Concert déconfiné du Chœur de l’Opéra Grand Avignon au Palais des Papes
C’est après quelques mois de long silence que la musique revient en Avignon. Après l’annulation du Festival d’art du spectacle vivant annuel dirigé par le metteur en scène Olivier Py (dont nous venons de publier une interview exclusive), les manifestations artistiques reviennent petit à petit. C’est sur invitation et en partenariat avec Avignon Tourisme que le Chœur de l'Opéra Grand Avignon, sous la direction d’Aurore Marchand, offre un concert en petit comité au cloître Benoit XII au cœur du Palais des Papes.

=-=-=

# [OBJECTIF]
Relevez tous les noms de lieux cités dans l'article sur le concert, sauf ceux qui font partie du nom d'un groupe ou d'un organisme.

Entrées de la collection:
=-=-=

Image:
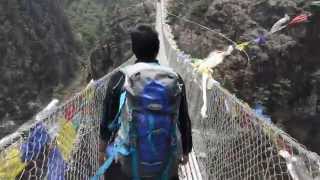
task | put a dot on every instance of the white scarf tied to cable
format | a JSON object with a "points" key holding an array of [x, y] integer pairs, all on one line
{"points": [[205, 68]]}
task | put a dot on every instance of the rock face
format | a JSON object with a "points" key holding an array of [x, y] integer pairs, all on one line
{"points": [[102, 26], [37, 57], [283, 75]]}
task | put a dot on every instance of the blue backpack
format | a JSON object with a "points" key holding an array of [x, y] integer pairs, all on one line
{"points": [[148, 142]]}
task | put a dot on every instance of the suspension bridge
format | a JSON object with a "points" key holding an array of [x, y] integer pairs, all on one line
{"points": [[231, 143]]}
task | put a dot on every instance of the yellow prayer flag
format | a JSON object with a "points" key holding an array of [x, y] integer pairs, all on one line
{"points": [[242, 46], [11, 164], [66, 138]]}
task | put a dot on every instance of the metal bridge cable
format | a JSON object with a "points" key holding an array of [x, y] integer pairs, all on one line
{"points": [[211, 30]]}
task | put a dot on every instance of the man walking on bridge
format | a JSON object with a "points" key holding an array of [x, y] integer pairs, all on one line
{"points": [[146, 125]]}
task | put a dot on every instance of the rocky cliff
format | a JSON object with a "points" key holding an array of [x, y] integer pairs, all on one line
{"points": [[37, 57], [102, 27], [283, 75]]}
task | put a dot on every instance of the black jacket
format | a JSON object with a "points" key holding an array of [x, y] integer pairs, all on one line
{"points": [[111, 104]]}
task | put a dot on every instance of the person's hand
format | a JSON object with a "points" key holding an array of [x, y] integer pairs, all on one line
{"points": [[184, 160]]}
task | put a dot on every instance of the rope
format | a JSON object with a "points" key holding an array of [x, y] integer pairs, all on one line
{"points": [[211, 30]]}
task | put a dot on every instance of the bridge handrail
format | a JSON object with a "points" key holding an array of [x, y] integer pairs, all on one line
{"points": [[277, 139]]}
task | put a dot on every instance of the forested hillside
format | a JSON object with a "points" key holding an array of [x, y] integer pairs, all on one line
{"points": [[283, 75]]}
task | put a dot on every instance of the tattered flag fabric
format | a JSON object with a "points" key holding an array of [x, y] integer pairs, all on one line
{"points": [[66, 138], [12, 164], [299, 19], [35, 143], [56, 165], [280, 24], [242, 46], [261, 40]]}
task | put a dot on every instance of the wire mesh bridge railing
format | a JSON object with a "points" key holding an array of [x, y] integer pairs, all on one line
{"points": [[231, 143]]}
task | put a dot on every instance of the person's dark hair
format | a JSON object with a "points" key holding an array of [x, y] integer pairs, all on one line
{"points": [[145, 42]]}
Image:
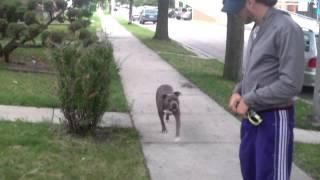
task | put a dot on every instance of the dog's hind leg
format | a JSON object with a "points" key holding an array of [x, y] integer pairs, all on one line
{"points": [[163, 126], [167, 116], [178, 126]]}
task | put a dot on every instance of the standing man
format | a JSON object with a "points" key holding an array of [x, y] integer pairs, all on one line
{"points": [[272, 77]]}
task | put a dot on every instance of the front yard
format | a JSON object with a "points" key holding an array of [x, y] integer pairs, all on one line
{"points": [[207, 75]]}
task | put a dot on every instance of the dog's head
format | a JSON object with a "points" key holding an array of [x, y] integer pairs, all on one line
{"points": [[171, 101]]}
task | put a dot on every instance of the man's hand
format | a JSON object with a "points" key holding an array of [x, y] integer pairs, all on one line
{"points": [[234, 101], [242, 108]]}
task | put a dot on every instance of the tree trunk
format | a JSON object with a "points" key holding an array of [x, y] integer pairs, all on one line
{"points": [[110, 6], [162, 24], [234, 48], [316, 94], [130, 12]]}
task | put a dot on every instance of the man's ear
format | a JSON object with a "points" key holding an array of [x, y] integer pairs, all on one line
{"points": [[177, 93], [164, 96]]}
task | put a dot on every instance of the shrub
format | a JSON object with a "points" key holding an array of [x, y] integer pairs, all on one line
{"points": [[86, 13], [30, 17], [75, 26], [85, 22], [84, 34], [44, 36], [61, 4], [3, 26], [57, 36], [15, 29], [73, 14], [48, 6], [32, 4], [33, 30], [84, 80]]}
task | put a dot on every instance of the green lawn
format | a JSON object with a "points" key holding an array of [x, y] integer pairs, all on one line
{"points": [[43, 151], [207, 75], [40, 90]]}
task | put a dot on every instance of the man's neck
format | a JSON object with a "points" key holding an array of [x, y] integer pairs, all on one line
{"points": [[260, 13]]}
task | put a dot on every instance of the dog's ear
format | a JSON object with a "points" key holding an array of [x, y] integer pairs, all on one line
{"points": [[164, 96], [177, 93]]}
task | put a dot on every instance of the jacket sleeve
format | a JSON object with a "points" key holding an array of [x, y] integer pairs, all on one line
{"points": [[291, 68], [237, 88]]}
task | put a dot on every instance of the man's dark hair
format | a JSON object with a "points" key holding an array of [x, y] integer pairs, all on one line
{"points": [[269, 3]]}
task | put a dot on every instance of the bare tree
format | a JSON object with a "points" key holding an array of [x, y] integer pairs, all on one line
{"points": [[316, 94], [130, 11], [234, 48], [162, 24]]}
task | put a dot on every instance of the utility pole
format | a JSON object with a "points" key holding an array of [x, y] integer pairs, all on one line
{"points": [[316, 94]]}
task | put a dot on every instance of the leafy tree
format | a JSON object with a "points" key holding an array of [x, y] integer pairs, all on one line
{"points": [[13, 11], [162, 24]]}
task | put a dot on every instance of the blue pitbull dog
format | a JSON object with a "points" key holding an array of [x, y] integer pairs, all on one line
{"points": [[168, 104]]}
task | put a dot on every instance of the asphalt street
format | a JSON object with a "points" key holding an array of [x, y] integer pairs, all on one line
{"points": [[207, 40]]}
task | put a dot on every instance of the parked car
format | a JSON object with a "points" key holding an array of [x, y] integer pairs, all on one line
{"points": [[148, 15], [171, 13], [187, 15], [310, 57], [179, 12], [136, 13]]}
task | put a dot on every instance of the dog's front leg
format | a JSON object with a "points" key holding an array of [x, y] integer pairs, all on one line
{"points": [[178, 125], [163, 126]]}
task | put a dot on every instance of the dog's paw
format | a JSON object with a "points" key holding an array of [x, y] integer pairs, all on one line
{"points": [[164, 131]]}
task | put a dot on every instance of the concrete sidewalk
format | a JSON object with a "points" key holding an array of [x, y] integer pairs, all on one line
{"points": [[210, 136]]}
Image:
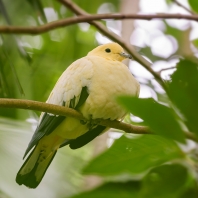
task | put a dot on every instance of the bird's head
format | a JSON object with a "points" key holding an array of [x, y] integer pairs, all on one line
{"points": [[110, 51]]}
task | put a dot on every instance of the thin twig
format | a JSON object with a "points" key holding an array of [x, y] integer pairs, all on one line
{"points": [[164, 69], [64, 111], [184, 7], [111, 35]]}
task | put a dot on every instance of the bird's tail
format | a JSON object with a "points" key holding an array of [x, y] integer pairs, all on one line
{"points": [[33, 169]]}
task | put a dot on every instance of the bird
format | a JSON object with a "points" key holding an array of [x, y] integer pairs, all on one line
{"points": [[89, 85]]}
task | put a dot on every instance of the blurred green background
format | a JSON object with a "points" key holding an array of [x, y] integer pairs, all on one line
{"points": [[113, 165]]}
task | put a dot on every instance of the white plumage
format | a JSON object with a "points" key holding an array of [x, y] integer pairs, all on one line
{"points": [[104, 77]]}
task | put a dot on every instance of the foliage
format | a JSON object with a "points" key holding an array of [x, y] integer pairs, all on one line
{"points": [[163, 165]]}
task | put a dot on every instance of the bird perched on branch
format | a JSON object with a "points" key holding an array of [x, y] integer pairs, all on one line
{"points": [[90, 86]]}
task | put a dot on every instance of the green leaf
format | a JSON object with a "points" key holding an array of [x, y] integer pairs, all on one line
{"points": [[159, 118], [134, 155], [193, 5], [165, 181], [183, 92], [113, 190]]}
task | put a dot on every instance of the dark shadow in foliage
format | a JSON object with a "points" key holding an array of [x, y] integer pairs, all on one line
{"points": [[161, 119], [183, 92]]}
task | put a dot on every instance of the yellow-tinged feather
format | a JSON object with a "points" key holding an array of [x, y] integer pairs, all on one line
{"points": [[105, 77]]}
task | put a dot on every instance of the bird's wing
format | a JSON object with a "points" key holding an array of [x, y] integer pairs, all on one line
{"points": [[71, 90]]}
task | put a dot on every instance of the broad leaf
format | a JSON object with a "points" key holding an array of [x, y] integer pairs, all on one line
{"points": [[165, 181], [113, 190], [134, 155], [159, 118], [183, 92]]}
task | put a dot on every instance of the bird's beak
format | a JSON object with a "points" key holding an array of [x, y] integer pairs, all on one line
{"points": [[126, 55]]}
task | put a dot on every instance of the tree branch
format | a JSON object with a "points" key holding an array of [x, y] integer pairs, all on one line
{"points": [[114, 37], [66, 22], [64, 111]]}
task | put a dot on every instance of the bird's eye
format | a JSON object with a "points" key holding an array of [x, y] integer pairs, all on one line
{"points": [[107, 50]]}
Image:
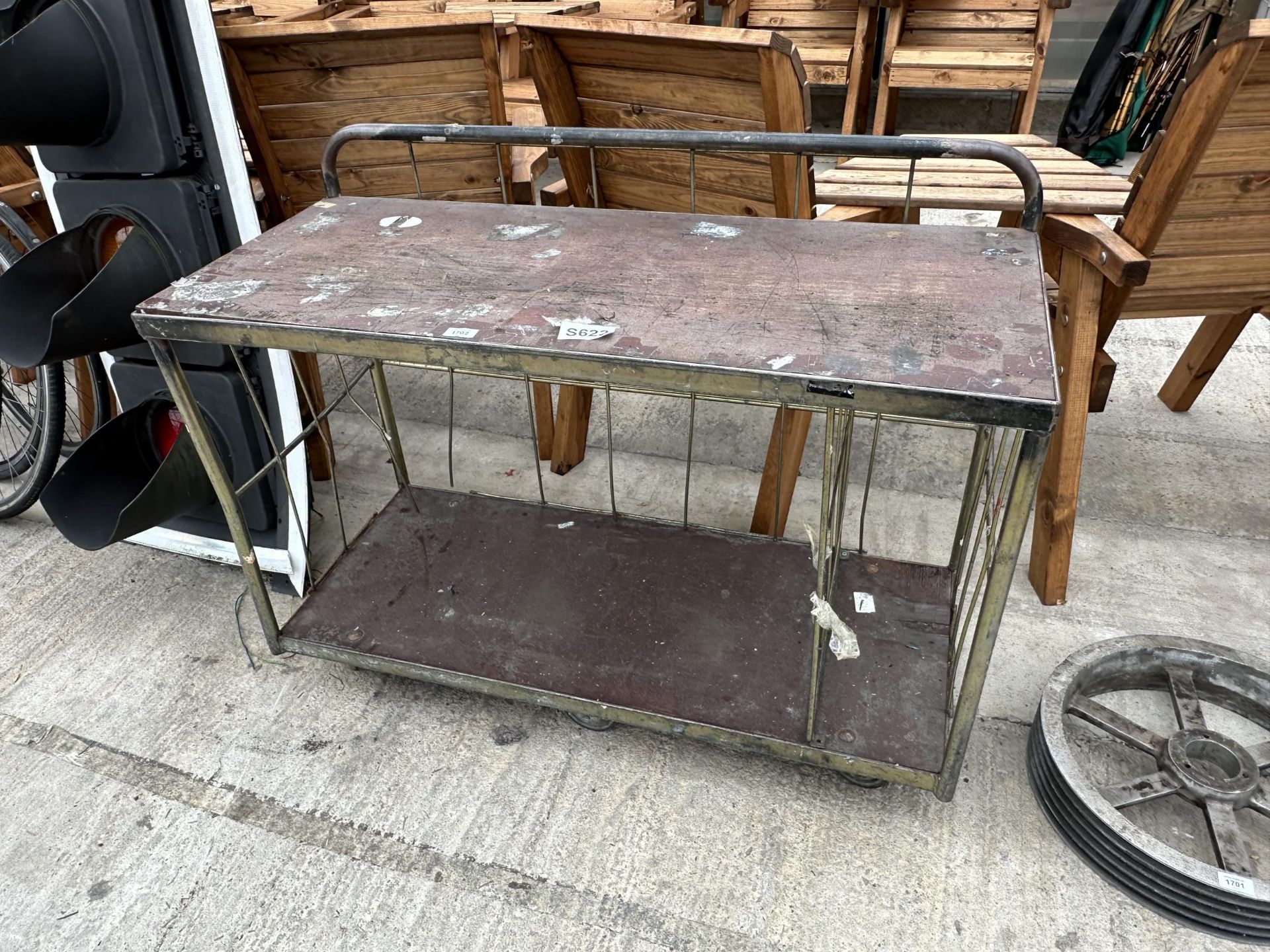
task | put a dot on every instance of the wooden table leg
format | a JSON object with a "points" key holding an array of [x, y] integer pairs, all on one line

=-=-=

# [SOLUTION]
Avignon, Palais des Papes, cloître Benoit XII